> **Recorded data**
○ ○ ○ ○ ○

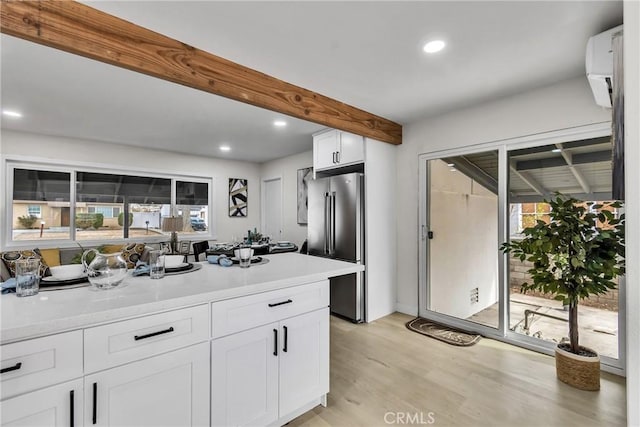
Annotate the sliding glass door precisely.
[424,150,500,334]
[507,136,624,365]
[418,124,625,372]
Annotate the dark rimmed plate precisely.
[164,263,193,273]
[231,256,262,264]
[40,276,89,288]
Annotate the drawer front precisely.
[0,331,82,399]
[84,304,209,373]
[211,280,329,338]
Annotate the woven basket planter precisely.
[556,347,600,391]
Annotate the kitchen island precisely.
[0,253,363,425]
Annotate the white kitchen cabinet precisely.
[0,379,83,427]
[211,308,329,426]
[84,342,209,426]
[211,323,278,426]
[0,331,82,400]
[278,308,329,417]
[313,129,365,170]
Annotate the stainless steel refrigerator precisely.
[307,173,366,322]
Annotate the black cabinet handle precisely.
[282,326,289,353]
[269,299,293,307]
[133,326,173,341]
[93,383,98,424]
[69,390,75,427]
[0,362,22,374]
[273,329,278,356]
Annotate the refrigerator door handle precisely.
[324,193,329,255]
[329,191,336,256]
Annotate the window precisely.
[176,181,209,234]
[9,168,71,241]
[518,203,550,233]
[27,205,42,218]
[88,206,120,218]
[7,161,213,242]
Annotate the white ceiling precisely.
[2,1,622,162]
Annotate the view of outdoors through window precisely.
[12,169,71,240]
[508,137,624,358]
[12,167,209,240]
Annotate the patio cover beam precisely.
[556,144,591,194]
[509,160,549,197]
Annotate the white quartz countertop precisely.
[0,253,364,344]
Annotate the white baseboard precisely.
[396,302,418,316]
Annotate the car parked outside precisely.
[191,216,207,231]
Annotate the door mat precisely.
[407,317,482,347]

○ ○ ○ ○ ○

> **Exercise task**
Lay out every line of the recorded data above as a JSON list of strings, one string per line, skipping any blank lines. Leave the pictures out.

> **Answer to this task**
[
  "Annotate the sliding glass door precisely.",
  "[424,150,500,334]",
  "[507,136,624,365]",
  "[418,124,625,372]",
  "Annotate the dark rimmed plate precisely.",
  "[164,263,193,273]",
  "[231,256,262,264]",
  "[40,276,89,288]",
  "Annotate the drawer front precisely.",
  "[0,331,82,399]",
  "[84,304,209,373]",
  "[211,280,329,338]",
  "Annotate the woven basket planter precisely.",
  "[556,347,600,391]",
  "Annotate the kitchen island precisely.",
  "[0,253,363,425]",
  "Annotate the white kitchen cabinet precisely.",
  "[0,379,83,427]",
  "[211,308,329,426]",
  "[84,342,209,426]",
  "[211,323,278,426]",
  "[0,331,82,400]",
  "[278,308,329,417]",
  "[313,129,365,170]",
  "Annotate the stainless steel refrigerator precisely.",
  "[307,173,366,322]",
  "Annotate the black cabinet handle precisely.",
  "[282,326,289,353]",
  "[269,299,293,307]",
  "[133,326,173,341]",
  "[93,383,98,424]",
  "[69,390,75,427]",
  "[0,362,22,374]",
  "[273,329,278,356]",
  "Annotate the refrigerator door handle precisely.",
  "[324,193,329,255]",
  "[329,191,336,256]",
  "Annotate the window precisely.",
  "[176,181,209,234]",
  "[9,168,71,241]",
  "[518,203,550,233]",
  "[27,205,42,218]",
  "[88,206,120,218]",
  "[7,161,213,242]",
  "Annotate the white ceiling precisely.",
  "[2,1,622,162]",
  "Annotate the view of outdoors through window precisely.",
  "[12,169,71,240]",
  "[508,137,624,358]",
  "[12,167,209,240]",
  "Annotate the patio cover beam precisely.",
  "[556,144,591,194]",
  "[509,160,549,197]",
  "Annotate the white quartz countertop precisely.",
  "[0,253,364,344]",
  "Annotate the white baseboard precisely.",
  "[396,302,418,316]",
  "Annotate the car parked outside precisely.",
  "[191,216,207,231]",
  "Annotate the door mat precisely.",
  "[407,317,482,347]"
]